Answer these from the Roast Mortem page:
1. Who did the cover illustration?
2. What does the arsonist put on the floor?
3. Where is Gardner stuck in traffic?

Page:
★ ★ ★ ★ ★

Updated on August 28, 2015

Roast Mortem, by Cleo Coyle, the Ninth Coffeehouse Mystery

Cover illustration by Cathy Gendron. Cover design and logo by Rita Frangie.
Cover illustration by Cathy Gendron. Cover design and logo by Rita Frangie. | Source

The Arsonist's Destination is One Particular Back Door

Each Coffee House Mystery starts with a prologue in which the readers get a tantalizing glimpse of the crime and the criminal without knowing the identity of the criminal, or his or her motive for the crime.

The Prologue to Roast Mortem shows us a nervous arsonist in an alley, looking for a door with a brass knob. There is a brocade curtain inside, separating the small utility room from the caffé. The arsonist puts a "glossy tangerine sack" on the floor.

"Cloying scents of soy and garlic still haunted its boxy interior, ghosts of last night's Korean takeout. The reinforced bottom and laminated sides made it sturdy enough to carry the necessary items."

The arsonist hopes the building is empty at the time, so that nobody gets hurt, but realizes that it's too late to do anything about it now.

Then, the arsonist thinks, "The schedule was set for me, and I held up my end. Tonight Caffè Lucia will burn. If people get in the way, it's their own stupid fault."

The Day The Fires Began.

It seemed to Clare just like any other day.

"Except it wasn't."

Roast Mortem

Roast Mortem (A Coffeehouse Mystery)
Roast Mortem (A Coffeehouse Mystery)
Clare drives Madame to Queens to collect an old Blend roaster that Enzo had bought used from the Village Blend Coffeehouse back in the '60's --- as well as a photo album with pictures of Madame and her late first husband, Antonio Allegro.

Stuck in the Holland Tunnel

Esther tells Clare that she hates to leave with so many customers waiting for their "java hit before heading home."

Tucker Burton, the assistant manager of the Village Blend, had arrived on time for his shift, "and was just tying on his Village Blend apron," but his shift partner was not yet there. Clare tells Tucker that Gardner is stuck in traffic on the New Jersey side of the Holland Tunnel.

Not only that, but fellow barista Esther Best is finished with her shift, and she has to be at Columbia to assist with the the "Semiotics of Urban Expression," class. So, she cannot stay to help Tucker with the customers lined up all the way out the door.

Clare tells Esther to call Vicki Glockner, "a young woman with fluffy, crumpet-colored curls" and promise to pay Vicki double time until Gardner arrives for his shift.

★ ★ ★ ★ ★

Collected material:
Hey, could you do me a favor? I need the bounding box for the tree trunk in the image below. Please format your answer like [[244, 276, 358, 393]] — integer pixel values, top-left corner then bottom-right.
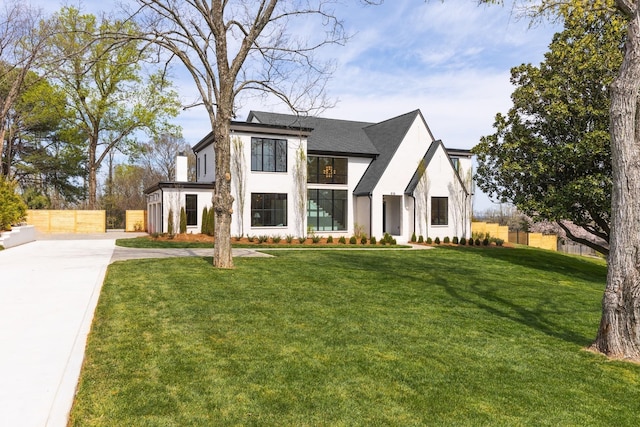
[[87, 140, 98, 209], [213, 105, 233, 268], [592, 10, 640, 360]]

★ ★ ★ ★ ★

Response to the exercise:
1. Cathy Gendron
2. A "glossy tangerine sack"
3. On the New Jersey side of the Holland Tunnel